* [WHAT THIS TASK INVOLVES]
Continue the essay on theories of consciousness from the point where it stops.

* [EXCERPTED TEXT]
“Homo Machina (Machine Man),” by Fritz Kahn (Redbubble, 2025)
TABLE OF CONTENTS
1. Introduction
2. The Present Limits of AI: Empirical Considerations
3. Philosophical Arguments Against Artificial General Intelligence
4. Robert Hanna’s Systematic Challenge to Computational Mechanism
5. Neuroscientific Evidence Against Digital Computationism
6. Leading Theories of Consciousness: A Critical Analysis of Their Limitations
7. Quantum Mechanics and Consciousness
8. Conclusion
The essay below will be published in six installments; this installment, the fifth, contains section 6.
But you can also download and read or share a .pdf of the complete text of this essay, including the REFERENCES, by scrolling down to the bottom of this post and clicking on the Download tab.
6. Leading Theories of Consciousness: A Critical Analysis of Their Limitations
The scientific study of consciousness has proliferated numerous theoretical frameworks attempting to explain how subjective experience arises from neural activity. While each theory offers valuable insights, we will argue that the current leading theories, Global Workspace Theory, Integrated Information Theory, Higher-Order Thought theories, Predictive Processing approaches, Attention Schema Theory, and Quantum Mechanical theories of mind, all suffer from significant problems that prevent them from providing comprehensive explanations of consciousness. These limitations include computational intractability, explanatory gaps, definitional ambiguities, empirical inadequacies, and philosophical problems that collectively suggest the field remains at best in its theoretical infancy; at worst, untenable.
6.1 Global Workspace Theory and Global Neuronal Workspace Theory
Theoretical Framework
Global Workspace Theory (GWT), originally proposed by Bernard Baars (1988), and its neurobiological implementation, Global Neuronal Workspace Theory (GNWT) developed by Dehaene and Changeux (2011), represent the most empirically supported theories of consciousness. Consciousness occurs when certain neural signals dominate, spreading across the brain, becoming system-wide available.
According to GNWT, consciousness arises through sensory information obtaining access to a network of interconnected cortical areas, resulting in global integration and broadcasting of information. This produces distinct neural signatures, such as late-onset cortical activity (>300ms), gamma-band synchronization, and long-distance cortical connectivity patterns.

* [STUDY MATERIAL]
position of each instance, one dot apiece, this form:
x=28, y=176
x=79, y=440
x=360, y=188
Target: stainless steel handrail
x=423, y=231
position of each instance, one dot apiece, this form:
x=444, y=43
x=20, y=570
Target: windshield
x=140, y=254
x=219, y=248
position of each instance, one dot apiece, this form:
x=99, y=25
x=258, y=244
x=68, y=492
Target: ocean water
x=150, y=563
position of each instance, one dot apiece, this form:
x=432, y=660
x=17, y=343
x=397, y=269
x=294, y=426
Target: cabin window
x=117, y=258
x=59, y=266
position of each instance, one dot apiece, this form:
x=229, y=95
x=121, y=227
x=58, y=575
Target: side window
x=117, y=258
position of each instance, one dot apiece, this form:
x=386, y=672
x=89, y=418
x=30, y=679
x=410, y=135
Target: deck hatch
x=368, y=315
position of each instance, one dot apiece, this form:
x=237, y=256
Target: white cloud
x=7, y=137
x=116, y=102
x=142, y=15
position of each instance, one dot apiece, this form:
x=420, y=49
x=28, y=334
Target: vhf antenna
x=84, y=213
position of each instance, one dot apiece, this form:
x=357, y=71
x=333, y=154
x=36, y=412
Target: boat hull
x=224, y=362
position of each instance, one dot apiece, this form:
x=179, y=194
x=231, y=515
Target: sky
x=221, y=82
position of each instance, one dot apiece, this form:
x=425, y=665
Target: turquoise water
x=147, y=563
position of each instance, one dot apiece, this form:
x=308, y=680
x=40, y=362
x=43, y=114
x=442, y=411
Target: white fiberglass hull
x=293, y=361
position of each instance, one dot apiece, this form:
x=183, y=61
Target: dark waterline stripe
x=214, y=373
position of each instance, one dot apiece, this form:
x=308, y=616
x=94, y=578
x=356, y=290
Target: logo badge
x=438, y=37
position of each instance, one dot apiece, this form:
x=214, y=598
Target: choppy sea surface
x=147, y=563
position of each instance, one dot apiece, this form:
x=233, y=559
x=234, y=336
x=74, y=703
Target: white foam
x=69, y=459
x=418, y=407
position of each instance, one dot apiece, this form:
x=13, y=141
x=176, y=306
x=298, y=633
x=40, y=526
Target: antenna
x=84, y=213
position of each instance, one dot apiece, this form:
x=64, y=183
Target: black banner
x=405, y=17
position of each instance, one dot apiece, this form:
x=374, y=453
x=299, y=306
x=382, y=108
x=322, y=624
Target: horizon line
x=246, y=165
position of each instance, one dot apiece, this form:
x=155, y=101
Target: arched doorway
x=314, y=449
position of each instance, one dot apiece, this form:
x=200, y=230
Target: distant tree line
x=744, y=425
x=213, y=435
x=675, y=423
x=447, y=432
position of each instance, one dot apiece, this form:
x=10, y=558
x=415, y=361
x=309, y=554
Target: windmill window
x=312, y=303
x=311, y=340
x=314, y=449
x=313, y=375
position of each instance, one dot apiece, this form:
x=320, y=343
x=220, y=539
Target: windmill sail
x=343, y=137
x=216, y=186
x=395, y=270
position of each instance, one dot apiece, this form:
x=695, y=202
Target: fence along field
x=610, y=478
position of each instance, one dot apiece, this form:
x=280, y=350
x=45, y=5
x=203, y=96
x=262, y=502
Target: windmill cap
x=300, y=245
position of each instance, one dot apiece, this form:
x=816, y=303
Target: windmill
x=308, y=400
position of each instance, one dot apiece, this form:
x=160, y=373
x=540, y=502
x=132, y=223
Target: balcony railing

* [RESPONSE]
Empirical Support
GNWT has received substantial empirical validation through studies of binocular rivalry, masking paradigms, and attentional blink experiments. Empirical successes include various neural correlates of consciousness, including the P3b component in EEG, late cortical activity in fMRI, and patterns of frontoparietal activation during conscious perception.
Fundamental Limitations
Despite its empirical success, GWT/GNWT faces several fundamental limitations:
- The Broadcast Problem: As argued by Ned Block (Block, 2019), the theory fails to explain why global broadcasting should necessarily give rise to subjective experience rather than merely sophisticated information integration. A zombie system, having no subjective experience at all, could theoretically exhibit all the neural signatures of global workspace activity without any accompanying phenomenal consciousness (Block, 2019).
- Definitional Circularity: GWT defines consciousness in terms of global accessibility, but this creates a definitional problem of circularity. GWT assumes that global access equals consciousness, without providing independent criteria for determining when information integration becomes subjective experience, thus assuming what it is required to demonstrate.
- Ignition Threshold Issues: The theory proposes that consciousness emerges when neural activity crosses an “ignition threshold.” However, GWT provides no principled account of what determines this threshold, or why crossing it should produce subjective experience rather than merely stronger neural responses, failing once more to account for conscious experience.
- Graded Consciousness Problem: While GWT acknowledges that consciousness may be “graded,” it does not adequately account for partial or ambiguous conscious states. The all-or-nothing “ignition process” conflicts with phenomenological evidence for gradual transitions between conscious and unconscious processing; this evidence exists and cannot be explained away; therefore, GWT is shipwrecked on the problem of the vagueness and fuzzy boundaries of conscious states.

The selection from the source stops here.